TASK REQUIREMENTS:
1. According to the PktIO passage, which mode do PktIO objects use by default?
2. Summarize the PktIO passage in two sentences.
3. Reproduce everything in the PktIO passage from "The DISABLED modes" down to "are discarded.".

SOURCE TEXT:

++++

The DISABLED modes indicate that either input or output is prohibited on this
PktIO. Attempts to receive packets on a PktIO whose `in_mode` is DISABLED
return no packets while packets sent to a PktIO whose `out_mode` is DISABLED
are discarded.

==== Direct I/O Modes
DIRECT I/O is the default mode for PktIO objects. It is designed to support
poll-based packet processing, which is often found in legacy applications
being ported to ODP, and can also be a preferred mode for some types of
packet processing. By supporting poll-based I/O processing, ODP provides
maximum flexibility to the data plane application writer.

===== Direct RX Processing
The processing of DIRECT input is shown below:

.PktIO DIRECT Mode Receive Processing
image::pktin_direct_recv.svg[align="center"]

In DIRECT mode, received packets are stored in one or more special PktIO queues
of type *odp_pktin_queue_t* and are retrieved by threads calling the
`odp_pktin_recv()` API.

++++

RECORDED INFORMATION:
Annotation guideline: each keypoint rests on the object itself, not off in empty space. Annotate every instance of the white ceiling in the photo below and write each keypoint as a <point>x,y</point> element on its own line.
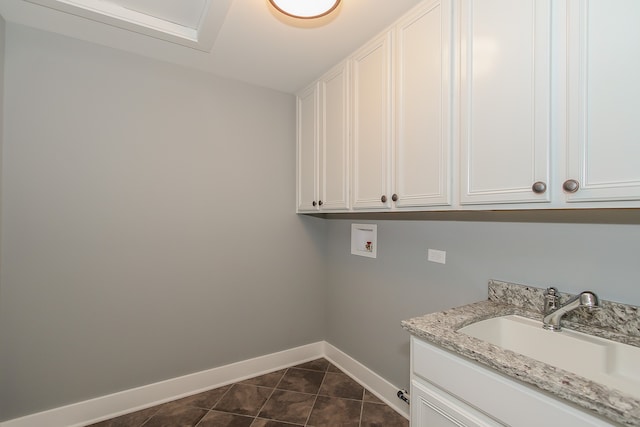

++++

SOLUTIONS FOR EACH TASK:
1. DIRECT I/O is the default mode for PktIO objects.

2. When a PktIO's input or output mode is DISABLED, receive attempts return no packets and sent packets are discarded. DIRECT I/O is the default mode and supports poll-based processing: received packets are stored in special PktIO queues of type odp_pktin_queue_t, and threads retrieve them by calling the odp_pktin_recv() API.

3.
The DISABLED modes indicate that either input or output is prohibited on this
PktIO. Attempts to receive packets on a PktIO whose `in_mode` is DISABLED
return no packets while packets sent to a PktIO whose `out_mode` is DISABLED
are discarded.